March 20, 2011

Tanpa air mata, bolehkah?

March 20, 2011

       Wajah lucunya kembali panik, saat ia harus rela berhijrah sementara ke kelas lain karena kesalahan yang kerap kali ia lakukan. "Mas, makannya lama! Sudah ya...Ibu tinggal!", ancaman Ibu guru yang selalu menemaninya  makan siang terbukti. Bocah polos berkebutuhan khusus yang kerap dipanggil dengan awalan 'Mas' itu pun harus menerima konsekuensi karena terlambat masuk ke kelasnya. Hijrah ke kelas atas, dan kali ini adalah kelasku. Kelas yang cukup jauh untuk dicapai oleh kaki-kaki mungilnya.

#### Data Tercatat:
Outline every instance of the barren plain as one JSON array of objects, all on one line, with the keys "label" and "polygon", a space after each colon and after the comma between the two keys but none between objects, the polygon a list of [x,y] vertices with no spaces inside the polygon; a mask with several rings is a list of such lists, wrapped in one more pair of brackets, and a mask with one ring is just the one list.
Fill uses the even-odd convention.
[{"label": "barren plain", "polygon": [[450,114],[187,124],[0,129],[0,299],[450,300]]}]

#### Tugas Wajib 1:
Cocokkan pernyataan berikut dengan teks kutipan: (a) Bocah itu harus pindah kelas karena terlambat masuk ke kelasnya. (b) Kelas yang dituju bocah itu dekat dari kelasnya. (c) Bocah itu pindah ke kelas si penulis. Untuk tiap pernyataan, jawab ya atau tidak dan sertakan kata-kata penentunya dari teks, dikutip apa adanya.
#### Tugas Wajib 2:
Menurut teks kutipan, dengan awalan apa bocah itu biasa dipanggil?
#### Tugas Wajib 3:
Tulis ulang persis bagian teks kutipan yang dimulai dari "Tanpa air mata, bolehkah?" dan berakhir di "oleh kaki-kaki mungilnya.".

#### Jawaban Benar 1:
(a) Ya: "harus menerima konsekuensi karena terlambat masuk ke kelasnya"
(b) Tidak: "Kelas yang cukup jauh untuk dicapai oleh kaki-kaki mungilnya."
(c) Ya: "Hijrah ke kelas atas, dan kali ini adalah kelasku."

#### Jawaban Benar 2:
Dengan awalan 'Mas'.

#### Jawaban Benar 3:
Tanpa air mata, bolehkah?

March 20, 2011

       Wajah lucunya kembali panik, saat ia harus rela berhijrah sementara ke kelas lain karena kesalahan yang kerap kali ia lakukan. "Mas, makannya lama! Sudah ya...Ibu tinggal!", ancaman Ibu guru yang selalu menemaninya  makan siang terbukti. Bocah polos berkebutuhan khusus yang kerap dipanggil dengan awalan 'Mas' itu pun harus menerima konsekuensi karena terlambat masuk ke kelasnya. Hijrah ke kelas atas, dan kali ini adalah kelasku. Kelas yang cukup jauh untuk dicapai oleh kaki-kaki mungilnya.